→ SUPPLIED TEXT
CBS News' Farhan Bokhari in Islamabad contributed to this report.
A notorious Pakistani tribal warlord with strong links to al Qaeda and the Taliban is at the center of investigation Sunday night following a brutal suicide attack in Islamabad which, according to some accounts, killed up to 19 people, mostly policemen.
Baitullah Mehsud, the tribal warlord who has led an anti-government insurgency in the rugged mountainous region of Waziristan, close to the Afghan border, was being investigated for the attack, a senior Pakistani security official told CBS News on condition of anonymity.
In May of this year, the Pakistani military arranged a visit to a remote town in Waziristan for Western news organizations (including CBS), where debris of a suicide training school was shown to journalists. At the time, Pakistani officials claimed that the school, which operated in a leather production factory, housed children as young as twelve who were trained to carry out suicide attacks.
On Sunday, speaking about an hour after the attack in central Islamabad, the Pakistani security official said authorities had found "some clues which give a strong possibility of a Waziristan connection, a Baitullah Mehsud connection." He refused to discuss further details of the evidence that was under investigation.
Anger over the Waziristan assault is still strong, reports CBS News Correspondent Richard Roth, and some believe the latest suicide bombing was a revenge attack.
But Pakistanis bent on violence have a catalog of complaints against the government. It includes the country's pledged partnership with America on anti-terror efforts along the border with Afghanistan and cooperation in the hunt for Osama Bin Laden.
The blast occurred in a kiosk in front of the police station, which is also near Islamabad's Melody Market, said Naeem Iqbal, a police spokesman. Television footage showed wounded security forces being taken away and ambulances rushing to the area.
Just moments before the explosion, an Associated Press reporter passed by the scene and saw more than 20 security forces gathered in the vicinity.
After the blast, a traffic intersection in the area was splattered with blood. Body parts were scattered as far as 50 yards from the scene. Shattered glass also covered the area, which police cordoned off.

→ CHECK YOUR UNDERSTANDING
1 – In the Islamabad bombing report, where did the blast take place?
2 – Carry on the Islamabad bombing report from its final sentence.

→ DATA SHOWN
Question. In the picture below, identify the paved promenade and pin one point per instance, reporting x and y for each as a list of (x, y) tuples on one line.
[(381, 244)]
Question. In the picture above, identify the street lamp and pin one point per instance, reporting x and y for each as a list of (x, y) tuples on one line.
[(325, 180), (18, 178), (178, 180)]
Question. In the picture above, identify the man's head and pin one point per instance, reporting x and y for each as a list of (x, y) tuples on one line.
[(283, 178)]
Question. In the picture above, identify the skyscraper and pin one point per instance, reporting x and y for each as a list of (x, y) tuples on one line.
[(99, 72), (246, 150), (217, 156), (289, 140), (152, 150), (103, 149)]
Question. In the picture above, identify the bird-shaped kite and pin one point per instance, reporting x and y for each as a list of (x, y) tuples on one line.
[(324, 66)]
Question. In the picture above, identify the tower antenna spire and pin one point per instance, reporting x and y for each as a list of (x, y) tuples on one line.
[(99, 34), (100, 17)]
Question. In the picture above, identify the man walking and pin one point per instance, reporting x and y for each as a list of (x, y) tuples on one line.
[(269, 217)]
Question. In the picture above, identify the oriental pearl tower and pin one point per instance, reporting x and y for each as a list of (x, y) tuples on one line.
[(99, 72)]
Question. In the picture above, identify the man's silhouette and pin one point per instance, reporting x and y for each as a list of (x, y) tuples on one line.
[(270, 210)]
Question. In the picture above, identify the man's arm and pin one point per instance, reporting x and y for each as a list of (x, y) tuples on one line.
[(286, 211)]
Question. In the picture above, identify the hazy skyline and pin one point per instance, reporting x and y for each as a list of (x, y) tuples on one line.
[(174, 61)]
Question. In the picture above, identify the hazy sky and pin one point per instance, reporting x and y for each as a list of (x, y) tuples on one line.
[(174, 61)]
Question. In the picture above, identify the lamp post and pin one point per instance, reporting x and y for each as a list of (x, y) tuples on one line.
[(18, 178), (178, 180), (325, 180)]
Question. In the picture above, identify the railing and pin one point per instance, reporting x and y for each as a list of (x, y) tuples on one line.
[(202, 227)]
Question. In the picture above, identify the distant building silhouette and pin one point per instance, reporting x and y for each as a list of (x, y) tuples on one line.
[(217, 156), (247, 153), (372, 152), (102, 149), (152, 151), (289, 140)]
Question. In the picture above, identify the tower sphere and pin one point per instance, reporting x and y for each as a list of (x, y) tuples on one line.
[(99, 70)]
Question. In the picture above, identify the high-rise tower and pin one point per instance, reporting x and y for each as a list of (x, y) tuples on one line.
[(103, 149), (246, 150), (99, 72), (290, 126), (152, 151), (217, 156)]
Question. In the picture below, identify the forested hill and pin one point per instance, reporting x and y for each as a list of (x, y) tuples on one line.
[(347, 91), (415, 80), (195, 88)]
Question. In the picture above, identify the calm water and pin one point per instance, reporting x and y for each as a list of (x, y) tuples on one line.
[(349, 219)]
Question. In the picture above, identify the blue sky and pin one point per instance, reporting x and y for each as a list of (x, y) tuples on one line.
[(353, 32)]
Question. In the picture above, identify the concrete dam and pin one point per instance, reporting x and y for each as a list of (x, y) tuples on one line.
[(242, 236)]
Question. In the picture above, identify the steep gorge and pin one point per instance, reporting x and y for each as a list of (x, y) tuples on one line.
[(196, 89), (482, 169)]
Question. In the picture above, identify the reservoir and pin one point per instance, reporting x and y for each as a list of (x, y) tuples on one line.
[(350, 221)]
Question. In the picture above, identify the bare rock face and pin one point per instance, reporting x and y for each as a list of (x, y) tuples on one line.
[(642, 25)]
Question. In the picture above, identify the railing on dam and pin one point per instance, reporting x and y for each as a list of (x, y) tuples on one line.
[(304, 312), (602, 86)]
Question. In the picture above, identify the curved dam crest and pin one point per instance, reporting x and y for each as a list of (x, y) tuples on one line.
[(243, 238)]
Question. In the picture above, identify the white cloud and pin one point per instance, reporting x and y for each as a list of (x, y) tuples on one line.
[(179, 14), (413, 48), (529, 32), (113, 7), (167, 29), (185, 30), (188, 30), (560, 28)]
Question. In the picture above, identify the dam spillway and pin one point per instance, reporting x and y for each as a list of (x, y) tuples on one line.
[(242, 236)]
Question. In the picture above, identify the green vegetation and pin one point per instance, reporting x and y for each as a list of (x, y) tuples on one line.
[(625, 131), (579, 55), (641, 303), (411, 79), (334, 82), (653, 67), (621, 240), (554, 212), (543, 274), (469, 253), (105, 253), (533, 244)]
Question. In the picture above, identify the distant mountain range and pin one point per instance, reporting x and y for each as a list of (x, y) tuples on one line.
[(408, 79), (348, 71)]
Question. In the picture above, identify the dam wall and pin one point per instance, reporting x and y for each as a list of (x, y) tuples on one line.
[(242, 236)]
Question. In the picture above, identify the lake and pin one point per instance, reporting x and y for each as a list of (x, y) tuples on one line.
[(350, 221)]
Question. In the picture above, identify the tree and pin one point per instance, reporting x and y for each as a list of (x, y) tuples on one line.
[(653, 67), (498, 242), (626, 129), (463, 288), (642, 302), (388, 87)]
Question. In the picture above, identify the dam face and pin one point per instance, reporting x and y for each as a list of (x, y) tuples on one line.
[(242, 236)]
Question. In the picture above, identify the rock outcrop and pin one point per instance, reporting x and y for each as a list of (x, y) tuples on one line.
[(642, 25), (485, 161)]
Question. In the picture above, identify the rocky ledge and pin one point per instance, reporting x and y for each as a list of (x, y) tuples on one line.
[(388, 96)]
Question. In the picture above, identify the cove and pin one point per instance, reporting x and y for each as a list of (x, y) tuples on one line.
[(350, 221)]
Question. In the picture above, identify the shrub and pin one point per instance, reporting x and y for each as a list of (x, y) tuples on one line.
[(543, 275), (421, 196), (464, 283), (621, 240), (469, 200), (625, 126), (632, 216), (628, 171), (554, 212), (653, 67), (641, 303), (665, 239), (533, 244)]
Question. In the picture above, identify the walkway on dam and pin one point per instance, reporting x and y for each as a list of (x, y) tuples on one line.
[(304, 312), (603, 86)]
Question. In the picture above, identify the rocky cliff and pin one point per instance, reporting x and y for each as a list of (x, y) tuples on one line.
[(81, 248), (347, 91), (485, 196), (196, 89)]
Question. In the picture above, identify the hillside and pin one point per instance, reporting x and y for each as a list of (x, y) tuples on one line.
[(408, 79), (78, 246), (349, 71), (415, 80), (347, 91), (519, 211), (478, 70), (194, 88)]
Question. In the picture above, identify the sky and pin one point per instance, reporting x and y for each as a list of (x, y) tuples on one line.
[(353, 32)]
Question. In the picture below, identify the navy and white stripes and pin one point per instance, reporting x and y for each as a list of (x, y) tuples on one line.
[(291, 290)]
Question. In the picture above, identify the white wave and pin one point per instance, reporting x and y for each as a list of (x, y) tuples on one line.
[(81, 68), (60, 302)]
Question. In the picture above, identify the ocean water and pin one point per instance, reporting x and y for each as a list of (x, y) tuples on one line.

* * *

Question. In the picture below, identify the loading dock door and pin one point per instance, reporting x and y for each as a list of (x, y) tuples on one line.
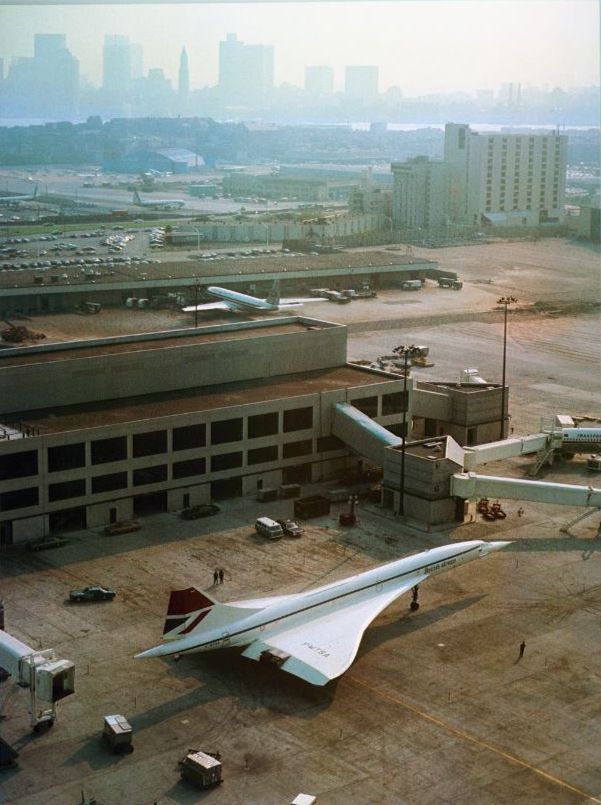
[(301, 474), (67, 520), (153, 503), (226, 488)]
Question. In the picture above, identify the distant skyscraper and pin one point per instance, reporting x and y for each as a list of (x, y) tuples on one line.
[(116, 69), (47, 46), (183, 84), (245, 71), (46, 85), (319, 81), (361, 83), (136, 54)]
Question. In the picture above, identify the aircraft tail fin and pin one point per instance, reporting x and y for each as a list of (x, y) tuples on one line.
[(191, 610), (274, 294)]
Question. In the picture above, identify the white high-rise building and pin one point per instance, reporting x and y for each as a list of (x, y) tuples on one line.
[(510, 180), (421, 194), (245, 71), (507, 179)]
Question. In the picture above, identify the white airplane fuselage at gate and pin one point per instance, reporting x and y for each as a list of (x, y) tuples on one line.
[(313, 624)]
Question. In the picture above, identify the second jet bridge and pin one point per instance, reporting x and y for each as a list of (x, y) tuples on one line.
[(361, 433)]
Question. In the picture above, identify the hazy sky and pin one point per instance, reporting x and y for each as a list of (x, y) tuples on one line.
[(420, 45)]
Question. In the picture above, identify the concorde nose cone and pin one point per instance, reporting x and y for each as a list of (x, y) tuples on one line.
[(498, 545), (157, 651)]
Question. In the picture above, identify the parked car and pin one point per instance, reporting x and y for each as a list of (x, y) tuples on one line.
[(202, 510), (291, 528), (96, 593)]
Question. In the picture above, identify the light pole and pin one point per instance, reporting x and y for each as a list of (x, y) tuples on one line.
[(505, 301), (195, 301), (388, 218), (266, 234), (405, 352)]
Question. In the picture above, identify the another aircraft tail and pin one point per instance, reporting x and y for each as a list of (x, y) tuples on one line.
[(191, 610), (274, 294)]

→ ANSWERS BY TASK
1 – In a kiosk in front of the police station, near Islamabad's Melody Market.

2 –
The casualties were mostly policemen and officers stationed near a congregation of Islamists which had been called to commemorate the first anniversary of last summer's attack by the Pakistani military on a Taliban-style mosque in the center of the Pakistani capital.
The explosion also came following recent threats of revenge from militants in Pakistan angered by a paramilitary operation against insurgents in the tribal northwest.
Since Saturday, Pakistani authorities had tightened security and regularly checked cars, buses and trucks driving into the city.
After Sunday night's attack, Rehman Malik, adviser on interior affairs to the Pakistani prime minister, said the death of at least eight people had been confirmed. Talking to reporters after visiting the scene of the attack, Malik said, "There are at least 23 other people who are injured."
However, Pakistani broadcaster GEO TV quoted hospital sources saying at least nineteen people were killed in the attack.
Western diplomats warned that the attack was a powerful reminder of uncertain security conditions faced by Pakistan, almost five months after a new government consisting of political parties opposed to pro-U.S. president Pervez Musharraf came to power.
Last week, after a visit to Pakistan, U.S. assistant secretary of state for central and south Asia Richard Boucher publicly urged the newly-elected government leaders to set aside their continued opposition to Musharraf and instead focus on key issues, including security and an increasingly moribund economy.